**Selected passage**.
The government’s last budget is due next month, but for high earners the clock is already ticking on the tax crackdown that arrives on
April 6.

Their advisers are busy, and some are indignant.  “Who would be a high earner in the UK – about to become one of the most heavily taxed countries in the developed world?  asks Steve Forbes, managing director at Linlithgow-based Alan Steel Asset Management.  “They are unloved, unappreciated and seen as a captive audience by a tax-hungry government.”

Anyone with earnings of more than £150,000 will be taxed at a rate of 50% - half their income, with a further 1.5% national insurance contribution on top.

“Nor is it simply salary which will be affected,” Forbes notes.  “Earnings, for these purposes, includes investment income, rental income from property, bonus payments and interest on any savings held.”  ......

......  Tax-free personal allowances are disappearing too, with the £6,475 for which most people qualify being phased out on earnings between £100,000 and £112,950, when an effective 60% tax rate kicks in.

At the same time, higher-rate tax relief on pension contributions is starting to be withdrawn, mainly affecting people on more than £150,000 and not fully kicking in until April 2011, although lower earners with more generous schemes could be affected as well.

**What this task involves**.
Reproduce part of the passage on the UK tax crackdown word for word, beginning at the words "Anyone with earnings" and stopping after "affected as well.". The rows are separate material, unconnected to the passage on the UK tax crackdown.

**Provided material**.
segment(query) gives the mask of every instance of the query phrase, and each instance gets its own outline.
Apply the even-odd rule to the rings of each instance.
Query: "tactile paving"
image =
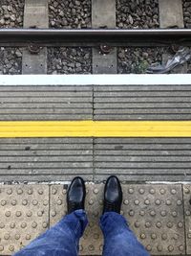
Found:
[[[0,186],[0,255],[11,255],[49,227],[49,186]]]
[[[103,184],[88,183],[86,209],[89,226],[81,240],[81,255],[101,255],[103,239],[98,227]],[[152,255],[185,254],[181,185],[123,184],[121,214]],[[51,187],[51,225],[66,214],[66,186]]]
[[[191,185],[183,185],[186,253],[191,254]]]

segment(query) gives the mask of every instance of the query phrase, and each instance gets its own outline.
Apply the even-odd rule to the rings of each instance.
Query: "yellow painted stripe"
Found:
[[[0,137],[191,137],[191,121],[1,121]]]

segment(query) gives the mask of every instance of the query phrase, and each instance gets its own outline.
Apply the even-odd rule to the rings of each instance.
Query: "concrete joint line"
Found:
[[[191,137],[191,121],[2,121],[0,137]]]

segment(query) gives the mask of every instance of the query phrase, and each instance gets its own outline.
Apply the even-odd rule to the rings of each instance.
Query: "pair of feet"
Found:
[[[84,180],[76,176],[73,179],[67,192],[68,214],[83,209],[85,210],[86,188]],[[103,214],[117,212],[120,214],[122,202],[122,189],[117,176],[108,177],[104,188]]]

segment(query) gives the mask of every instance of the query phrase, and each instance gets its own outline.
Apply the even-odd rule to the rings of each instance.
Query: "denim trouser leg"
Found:
[[[104,235],[103,256],[149,256],[123,216],[107,212],[100,218],[100,226]]]
[[[84,210],[65,216],[14,256],[77,256],[79,239],[88,223]]]

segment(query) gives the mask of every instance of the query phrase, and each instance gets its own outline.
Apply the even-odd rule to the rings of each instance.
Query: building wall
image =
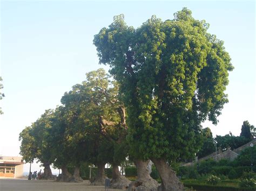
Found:
[[[21,178],[23,176],[23,165],[15,166],[15,175],[14,178]]]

**Solution to the problem**.
Anyone with earnings of more than £150,000 will be taxed at a rate of 50% - half their income, with a further 1.5% national insurance contribution on top.

“Nor is it simply salary which will be affected,” Forbes notes.  “Earnings, for these purposes, includes investment income, rental income from property, bonus payments and interest on any savings held.”  ......

......  Tax-free personal allowances are disappearing too, with the £6,475 for which most people qualify being phased out on earnings between £100,000 and £112,950, when an effective 60% tax rate kicks in.

At the same time, higher-rate tax relief on pension contributions is starting to be withdrawn, mainly affecting people on more than £150,000 and not fully kicking in until April 2011, although lower earners with more generous schemes could be affected as well.